-- START --
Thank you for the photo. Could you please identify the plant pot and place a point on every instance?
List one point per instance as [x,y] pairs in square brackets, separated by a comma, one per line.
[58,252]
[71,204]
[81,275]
-- END --
◆ YOUR OBJECTIVE ◆
Please output every one of the lines above word for word, adding nothing and leaving nothing out.

◆ RESULT ◆
Thank you for the photo. Could you please identify the plant pot and place a point on every instance?
List one point per instance as [x,y] pairs in square brackets, separated by a comma, one per line.
[58,252]
[71,204]
[81,275]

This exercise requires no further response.